**Text under study:**
———

Fig. 5: Crystal internalization induces LDH release and apoptosis in HK2 cells.
figure 5

Control (noncrystal) CaP, CaOx, and CaP + CaOx (mixed) crystals were introduced into HK2 cells for 24 h. Cell death was determined by a DAPI staining and b Annexin V-labeling. c Cell viability was determined relative to control (100%) by methylene blue staining. d LDH release was determined by measuring conversion of purple tetrazolium salt into red formazan. e Necrosis was detected with PI staining. Statistically significant differences are indicated (mean ± SEM). Experiments were performed in triplicates. Two-tailed t-test was used for statistical comparison. Levels of significance are indicated as *p < 0.05; **p < 0.01 as shown in the bar diagrams. Scale bar, 100 µm

Crystal internalization drives the expression and function of SOCE mediators STIM and ORAI

Since we found that SOCE is the major Ca2+ entry pathway in these crystal-internalized cells, we measured the expression of SOCE components STIM1, 2, and ORAI channels 1, 2, and 3. Our results show that crystal internalization markedly increased the gene expression of STIM1, STIM2, and ORAI3 (Fig. 6a). We then knocked down STIM1, STIM2, and ORAI3 expression in HK2 cells using specific siRNA and measured Ca2+ entry into these crystal-internalized cells (Fig. 6b–d). Following knockdown with respective siRNA, we performed crystal internalization into these cells to examine the effect on Ca2+ release and entry to determine Ca2+ signaling profile. Our data show that STIM1, STIM2, and ORAI3 siRNA transfected cells decreased [Ca2+]i rise compared with control (scrambled siRNA transfected) cells for all CaP, CaOx, and mixed crystal-internalized cells, whereas noninternalized cells did not show such response (Fig. 6e). We also analyzed the Ca2+ entry component and found that the percent reduction in [Ca2+]i response was increased to a greater extent in STIM1, STIM2, and ORAI3 siRNA transfected cells compared with control (scrambled siRNA transfected) cells (Fig. 6f). Remarkably, the Ca2+ response (rise and reduction) by siRNA inhibitors corresponded to the expression of SOCE components in crystal-internalized cells. Taken together, our results confirm that ORAI3 is the SOCE channel acting in combination with STIM1, STIM2 as ER sensors to drive Ca2+ response in crystal-internalized human PT cells.

———

**Listed entries:**
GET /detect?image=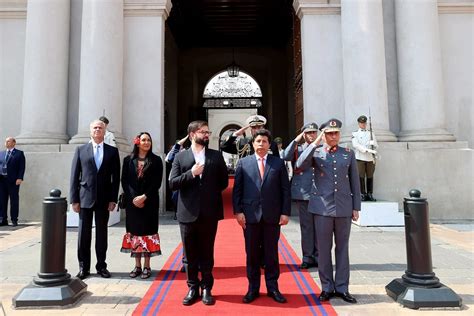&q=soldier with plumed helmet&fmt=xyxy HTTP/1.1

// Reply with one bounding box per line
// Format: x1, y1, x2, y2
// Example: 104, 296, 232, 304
352, 115, 377, 201
220, 115, 280, 159
282, 123, 318, 269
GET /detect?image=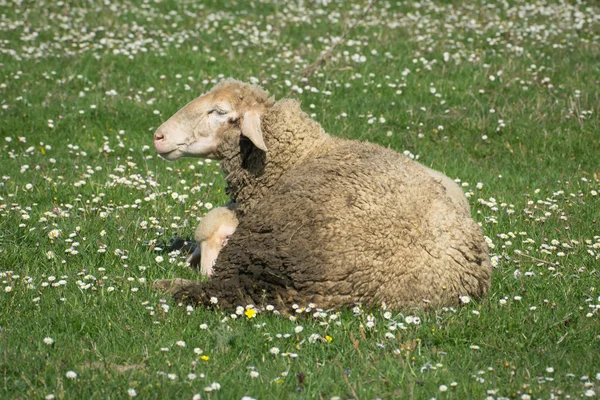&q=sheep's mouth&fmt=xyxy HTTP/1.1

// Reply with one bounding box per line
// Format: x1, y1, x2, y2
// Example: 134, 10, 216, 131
158, 147, 183, 161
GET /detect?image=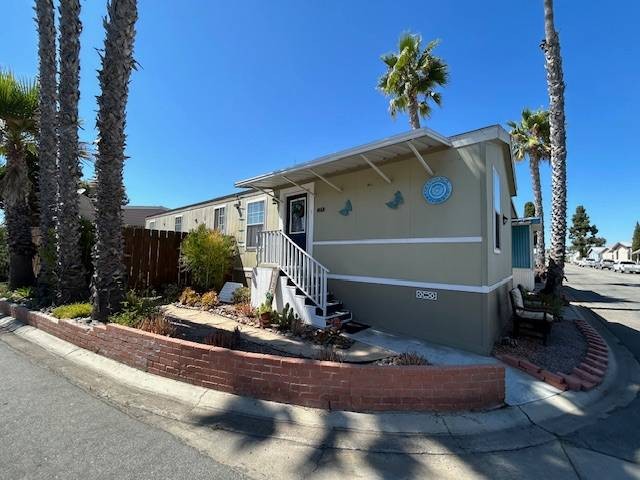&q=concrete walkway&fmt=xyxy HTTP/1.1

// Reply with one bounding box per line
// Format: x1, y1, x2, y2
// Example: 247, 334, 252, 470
347, 307, 596, 406
162, 305, 395, 363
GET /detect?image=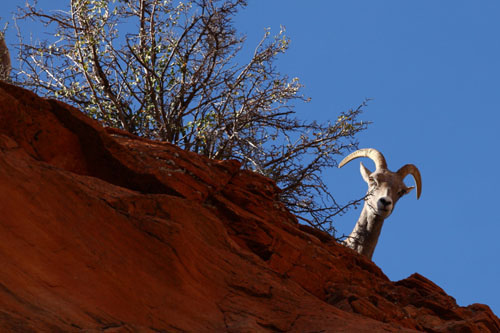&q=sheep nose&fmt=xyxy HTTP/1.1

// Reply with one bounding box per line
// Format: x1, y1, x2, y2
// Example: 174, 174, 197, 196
379, 198, 392, 207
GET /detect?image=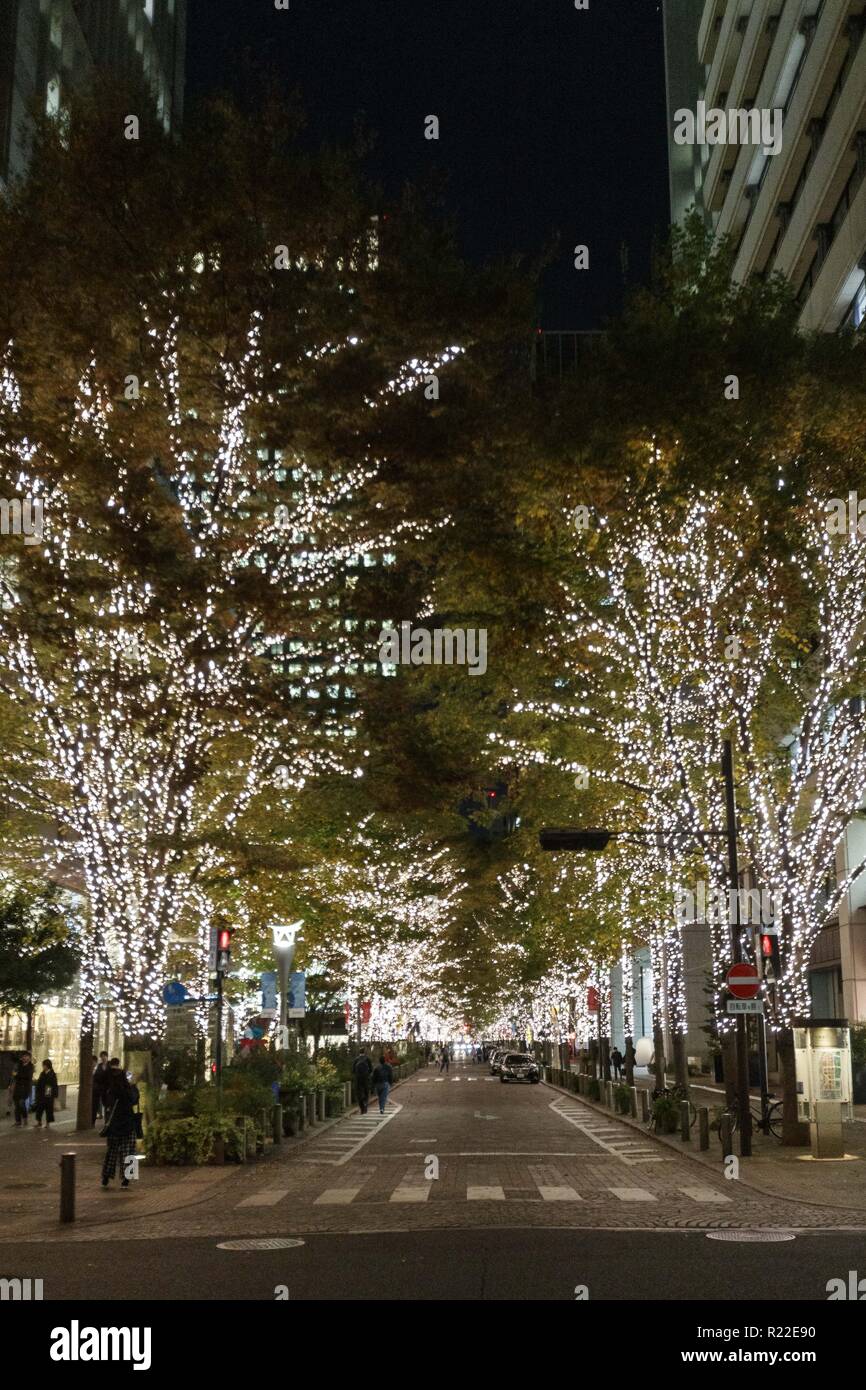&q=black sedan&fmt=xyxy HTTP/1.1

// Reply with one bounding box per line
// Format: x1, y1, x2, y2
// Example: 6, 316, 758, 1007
499, 1052, 541, 1086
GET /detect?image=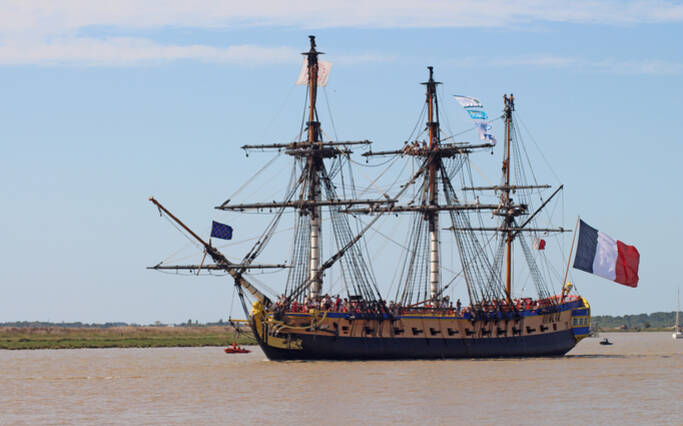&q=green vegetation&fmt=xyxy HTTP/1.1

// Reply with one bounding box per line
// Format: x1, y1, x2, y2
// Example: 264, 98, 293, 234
0, 326, 256, 349
591, 312, 676, 331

———

**Activity 1:**
In the passage on crystal internalization in HK2 cells, rewrite the paragraph that begins "Since we found that SOCE" as a bulleted list that keeps its main facts.
**Activity 2:**
Summarize the passage on crystal internalization in HK2 cells in two sentences.
**Activity 3:**
Pick up the passage on crystal internalization in HK2 cells after its final sentence and keep writing.

**Answer section 1:**
- SOCE was found to be the major Ca2+ entry pathway in crystal-internalized cells, so expression of STIM1, STIM2, and ORAI channels 1, 2, and 3 was measured.
- Crystal internalization markedly increased gene expression of STIM1, STIM2, and ORAI3 (Fig. 6a).
- These three were knocked down in HK2 cells with specific siRNA, and crystals were then internalized to measure Ca2+ release and entry (Fig. 6b–d).
- Compared with scrambled siRNA controls, the knockdown cells showed a smaller [Ca2+]i rise for CaP, CaOx, and mixed crystals, while noninternalized cells did not show this response (Fig. 6e).
- The percent reduction in [Ca2+]i response was greater in the knockdown cells than in controls (Fig. 6f).
- The Ca2+ response to the siRNA inhibitors corresponded to the expression of SOCE components in crystal-internalized cells.
- The results confirm that ORAI3 is the SOCE channel, acting with STIM1 and STIM2 as ER sensors to drive the Ca2+ response in crystal-internalized human PT cells.

**Answer section 2:**
Internalization of CaP, CaOx, and mixed crystals into HK2 cells induced LDH release and apoptosis and markedly increased gene expression of STIM1, STIM2, and ORAI3. Knocking down these three with siRNA decreased the [Ca2+]i rise in crystal-internalized cells, confirming that ORAI3 is the SOCE channel acting with STIM1 and STIM2 as ER sensors.

**Answer section 3:**
Fig. 6: SOCE mediates crystal induced Ca2+ mobilization.
figure 6

Crystal internalization induces upregulation of STIM and ORAI channel expression. Control (noncrystal) CaP, CaOx, and CaP + CaOx (mixed) crystals were introduced into HK2 cells for 24 h. a mRNA expression levels of STIM1, 2, and ORAI channels were analyzed by PCR. ORAI and STIM expression is mediated by SOCE in HK2 cells. HK2 cells were incubated and representative blots were obtained, relative mRNA expression was quantified and represented as bar diagram. b To confirm knockdown following siRNA (10 nM), b STIM1; c STIM2; and d ORAI3 transcript were determined by PCR, representative blots were obtained and quantified as bar diagrams. e To ascertain the role of STIM12 and ORAI3 channel in crystal internalization, STIM1, 2, and ORAI3 expression was knocked down using siRNA, cells were then introduced with or without CaP, CaOx, and mixed (CaP + CaOx) crystals for 24 h. Following crystal internalization, cells were loaded with fura-2AM and Ca2+ influx was determined and represented as d [Ca2+] rise and e Ca2+ influx was determined and represented as reduction in [Ca2+] response. Two-tailed t-test was used for statistical comparison. Statistically significant differences are indicated (mean ± SEM) from three different experiments. Levels of significance are indicated as *p < 0.05; **p < 0.01 as shown in the bar diagrams

Inhibition of SOCE protects against crystal-induced ER stress

Our earlier findings suggested that crystal-internalization induced ER stress-linked with ROS production (Fig. 4). Thus, to investigate the effect of crystal internalization on ER stress, we measured the expression of ER stress genes such as the levels of ER stress-related to Nucleus signaling 1 (ERN1), claudin 1 (CLDN1), and Heat Shock Protein Family A (HSP70) Member 5 (GRP78) in PT cells. We mentioned earlier that crystal internalization induced sustained Ca2+ entry and altered ER morphology, both of which indicate ER stress. Here we show that crystal internalization upregulates the expression of ER stress-related genes compared with the noncrystal condition (Fig. 7a). We next examined the role of SOCE components on the expression of crystal-induced ER stress-related genes. Thus, we knocked down STIM1, STIM2, and ORAI3 expression using specific siRNAs, and then internalized the PT cells with crystals. Interestingly, we found that cells deficient in STIM1 were protected from ERN1 upregulation following CaP internalization (Fig. 7b). Significantly, cells deficient in STIM1 and STIM2 were also protected from ERN1 upregulation following CaOx internalization (Fig. 7c). Further, STIM1, STIM2, and ORAI3 deficient cells when internalized with mixed crystals, were shown to protect from upregulation of ERN1 expression in crystal-internalized condition, whereas protection of CLDN1 upregulation was found in ORAI3 deficient cells internalized with crystals (Fig. 7d). Thus, our results suggest that (i) inhibition of SOCE components that were upregulated due to crystal internalization in cells can protect against ER stress condition and (ii) the type (CaP/CaOx/mixed) of crystal internalization differentially regulate ER stress via SOCE components.

Fig. 7: Inhibition of STIM1, STIM2, and ORAI3 channel alleviates ER stress.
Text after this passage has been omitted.